Text provided.

# Am I out of line - Powerchip return



## marinakorp (Oct 3, 2003)

A while back I posted that the powerchip gold 93 did not produce ANY rear wheel HP to my car.

Since then I have been TRYING to remove this thing from my car, using the Powerchip supplied PC's. First one would not boot - returned and waited for second.

received second - had trouble booting, finall got to welcome screen... would not recognize the CD rom... I re-installed the CD drive and now works like a laptop should.... now will not communicate with the car. Kept getting a critical error - reported to Powerchip, and was awaiting the result...

1.5 weeks go by and not heard from them... they have asked me to send them my DME for a re-flash. I cannot be without my vehicale for ANY period of time. The reason I chose Powerchip for this applications was that I could not be without the car... and they provided a solution to this, which is why I would have gladly paid extra for their product.


AM I out of line in requesting them to PAY for a loaner during this time, AND pay a facility to remove this DME, since I am not going to take the risk of an error during removal (not that it is hard, but not my risk to assume)


Thoughts, comments, all welcomed

Thanks


----------



## bmw540i (Mar 30, 2003)

What ECU are going to go with once you remove the powerchip.


----------



## marinakorp (Oct 3, 2003)

Probably AutoThority


----------



## DDB (Feb 14, 2003)

Can you just get the DME flashed at your local dealership?


----------



## Greco (Feb 16, 2003)

That's what I was thinking. Also why not just borrow a friends laptop and use that one instead of the powerchip supplied one?


----------



## humanoid (Mar 31, 2002)

Wow sorry to hear your having so many issues with Powerchip group! You have had more problems with Powerchip then the entire M5board or any other board for that matter.

What did the Powerchip group say when you told them you had a zero gain in performance. Did they offer another Version of there software or did you change your mind on the software purchase.

Strange they haven't contacted you. I wouldn't let a day go by without a call back. I would keep calling them.

[Records from a data source]

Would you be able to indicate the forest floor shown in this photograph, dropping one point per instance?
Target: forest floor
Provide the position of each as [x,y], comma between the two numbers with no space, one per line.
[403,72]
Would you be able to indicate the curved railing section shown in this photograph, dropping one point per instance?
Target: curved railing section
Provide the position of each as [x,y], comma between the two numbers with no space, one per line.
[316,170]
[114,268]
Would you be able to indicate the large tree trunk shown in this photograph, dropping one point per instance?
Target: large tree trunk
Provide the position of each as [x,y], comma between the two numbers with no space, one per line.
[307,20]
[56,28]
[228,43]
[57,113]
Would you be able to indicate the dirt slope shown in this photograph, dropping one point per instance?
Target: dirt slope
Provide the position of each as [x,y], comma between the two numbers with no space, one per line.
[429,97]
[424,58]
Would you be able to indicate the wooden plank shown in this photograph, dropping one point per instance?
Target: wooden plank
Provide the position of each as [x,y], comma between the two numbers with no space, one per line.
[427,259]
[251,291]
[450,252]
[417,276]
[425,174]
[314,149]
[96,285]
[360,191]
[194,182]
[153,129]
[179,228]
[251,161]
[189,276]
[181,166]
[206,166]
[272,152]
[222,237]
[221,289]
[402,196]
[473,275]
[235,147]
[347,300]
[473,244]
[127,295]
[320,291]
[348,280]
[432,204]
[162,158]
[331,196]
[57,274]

Instructions.
- 1) List the usernames of everyone who posted in the Powerchip thread.
- 2) Using the Powerchip thread, answer each question on its own line:
(a) Which product did the original poster say produced no rear wheel HP?
(b) Which ECU does the original poster say they will probably choose after removing the Powerchip?
(c) How much time passed without hearing from Powerchip after the critical error was reported?

Problem solutions.
- 1)
marinakorp
bmw540i
DDB
Greco
humanoid

- 2)
(a) The Powerchip gold 93.
(b) AutoThority.
(c) 1.5 weeks.